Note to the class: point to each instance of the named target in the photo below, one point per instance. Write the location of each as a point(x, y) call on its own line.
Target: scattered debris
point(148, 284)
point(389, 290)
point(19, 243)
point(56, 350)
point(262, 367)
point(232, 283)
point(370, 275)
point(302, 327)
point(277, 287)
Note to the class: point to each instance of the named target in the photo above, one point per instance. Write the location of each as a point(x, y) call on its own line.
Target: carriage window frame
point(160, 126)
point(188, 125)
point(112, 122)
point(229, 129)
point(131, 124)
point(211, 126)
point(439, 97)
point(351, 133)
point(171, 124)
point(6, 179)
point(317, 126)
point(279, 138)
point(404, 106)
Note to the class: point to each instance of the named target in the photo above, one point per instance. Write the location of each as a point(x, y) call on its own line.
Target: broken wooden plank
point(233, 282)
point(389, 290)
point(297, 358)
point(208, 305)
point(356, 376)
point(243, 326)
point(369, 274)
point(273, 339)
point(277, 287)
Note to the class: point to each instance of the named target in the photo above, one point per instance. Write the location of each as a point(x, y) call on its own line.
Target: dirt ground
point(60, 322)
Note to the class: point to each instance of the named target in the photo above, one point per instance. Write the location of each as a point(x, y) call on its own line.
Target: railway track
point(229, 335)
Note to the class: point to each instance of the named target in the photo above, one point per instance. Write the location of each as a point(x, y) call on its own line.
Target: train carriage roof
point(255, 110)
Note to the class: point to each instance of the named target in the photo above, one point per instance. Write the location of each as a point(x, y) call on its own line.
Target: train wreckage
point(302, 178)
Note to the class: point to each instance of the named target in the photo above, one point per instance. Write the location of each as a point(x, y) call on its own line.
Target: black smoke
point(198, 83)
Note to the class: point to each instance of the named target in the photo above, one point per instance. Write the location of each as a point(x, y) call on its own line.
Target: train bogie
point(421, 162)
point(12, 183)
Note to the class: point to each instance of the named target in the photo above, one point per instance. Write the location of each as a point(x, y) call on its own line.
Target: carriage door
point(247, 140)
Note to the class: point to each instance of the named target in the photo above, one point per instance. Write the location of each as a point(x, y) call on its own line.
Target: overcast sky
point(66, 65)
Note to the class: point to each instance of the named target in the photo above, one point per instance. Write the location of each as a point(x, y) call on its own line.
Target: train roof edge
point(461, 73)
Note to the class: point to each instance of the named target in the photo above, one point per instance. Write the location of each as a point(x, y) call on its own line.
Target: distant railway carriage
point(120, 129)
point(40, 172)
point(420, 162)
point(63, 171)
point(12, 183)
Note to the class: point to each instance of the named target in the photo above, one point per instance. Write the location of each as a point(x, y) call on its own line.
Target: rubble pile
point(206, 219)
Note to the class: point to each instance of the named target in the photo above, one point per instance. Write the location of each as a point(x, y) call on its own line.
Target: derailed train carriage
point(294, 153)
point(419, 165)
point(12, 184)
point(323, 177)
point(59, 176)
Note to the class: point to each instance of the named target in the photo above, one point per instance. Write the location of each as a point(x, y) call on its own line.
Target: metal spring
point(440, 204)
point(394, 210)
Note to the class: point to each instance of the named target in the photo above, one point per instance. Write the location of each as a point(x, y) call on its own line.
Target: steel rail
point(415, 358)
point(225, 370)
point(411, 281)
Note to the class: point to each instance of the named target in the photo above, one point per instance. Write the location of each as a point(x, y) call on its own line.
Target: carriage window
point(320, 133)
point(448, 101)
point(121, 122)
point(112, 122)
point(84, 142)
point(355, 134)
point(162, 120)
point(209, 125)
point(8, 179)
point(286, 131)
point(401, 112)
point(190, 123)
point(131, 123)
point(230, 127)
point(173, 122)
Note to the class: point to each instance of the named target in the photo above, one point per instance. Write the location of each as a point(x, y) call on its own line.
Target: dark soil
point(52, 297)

_Exercise instructions_: The records are to be retyped exactly. No line may be skipped.

_Solution for this problem_:
Note to the class: point to each instance of the named target in the photo below, one point per instance. Write the location of each as a point(x, y) call on its own line.
Target: scattered debris
point(148, 284)
point(389, 290)
point(19, 243)
point(56, 350)
point(262, 367)
point(232, 283)
point(370, 275)
point(302, 327)
point(277, 287)
Note to the class: point to each instance of the named target in the photo above, one point per instance. Write the location of each as a point(x, y) call on its own line.
Target: carriage window frame
point(160, 126)
point(188, 125)
point(112, 122)
point(229, 129)
point(131, 124)
point(211, 126)
point(439, 97)
point(351, 133)
point(171, 124)
point(6, 179)
point(317, 126)
point(279, 138)
point(404, 106)
Note to the class: point to each instance of the named target in the photo above, one point per instance. Write the location of each as a point(x, y) call on its own line.
Target: broken wooden plank
point(233, 282)
point(389, 290)
point(297, 358)
point(208, 305)
point(356, 376)
point(243, 326)
point(369, 274)
point(273, 339)
point(277, 287)
Note to the class: point to each instance of the named target in the photo above, one point per instance. Write the location of each as a point(x, y) call on its own line.
Target: dirt ground
point(60, 322)
Note to the class: point to each instance of the named target in the photo above, one point per instance. Write the location of each as a point(x, y) call on its own line.
Target: railway track
point(229, 335)
Note to the class: point to each instance of the named target in the photo above, one point per instance. Write the location of each as a point(x, y) call on its own line.
Target: train carriage roof
point(255, 110)
Note to the class: point to each instance of the named target in the photo above, one point per instance. Write the location of each as a point(x, y) call on its own line.
Target: train wreckage
point(302, 178)
Note to the class: point to each instance of the named target in the photo above, one point per instance. Write the location of each as a point(x, y) call on its own line.
Target: black smoke
point(198, 83)
Note to the class: point to each instance of the named target in the photo above, one point per instance. Write the location of each as a point(x, y) call on its own line.
Target: train bogie
point(421, 162)
point(12, 183)
Note to the class: point to each instance of the named target in the photo above, one point per instance. Write the location of each as a point(x, y) call on its own line.
Target: carriage door
point(247, 140)
Note to the class: point to each instance of the named target in the photo above, one point per instance. Write the location of each as a point(x, y) call on its own line.
Target: overcast sky
point(66, 65)
Note to the class: point to each instance of the named target in the photo above, one point per instance. Write the location of each as a point(x, y) call on its own line.
Target: train roof edge
point(461, 73)
Note to the class: point to each instance of the named target in the photo above, one point per instance. Write the location of each as a point(x, y) call on its own line.
Target: distant railway carriage
point(120, 129)
point(40, 172)
point(420, 162)
point(63, 171)
point(12, 183)
Note to the class: point to each instance of the named target in the photo above, one point per instance. Write the location of each as a point(x, y) call on its own line.
Target: rubble pile
point(206, 219)
Note to the class: point to each instance of the named target in the photo above, one point per instance. Write the location of each as a point(x, y) call on its own line.
Target: derailed train carriage
point(294, 153)
point(419, 165)
point(12, 184)
point(323, 177)
point(59, 176)
Note to the class: point to each instance of the named target in the photo above, one point per instance. Write the location of each as a point(x, y) call on its own line.
Target: metal spring
point(440, 204)
point(394, 210)
Note to the class: point to each instance of the named target in the photo above, one point per instance. Write the location of each as a point(x, y) call on its own line.
Target: steel rail
point(415, 358)
point(225, 370)
point(411, 281)
Note to the class: point to each instance of the named target in the photo above, one point per instance. Write the location of each as a point(x, y) call on its own line.
Target: carriage window
point(320, 133)
point(448, 101)
point(121, 122)
point(112, 122)
point(84, 142)
point(355, 134)
point(162, 120)
point(209, 125)
point(8, 179)
point(286, 131)
point(401, 112)
point(190, 123)
point(131, 123)
point(230, 127)
point(173, 122)
Note to the class: point to each instance of the named target in the photo above, one point per instance. Write the location of each as a point(x, y) call on its own line.
Target: dark soil
point(52, 297)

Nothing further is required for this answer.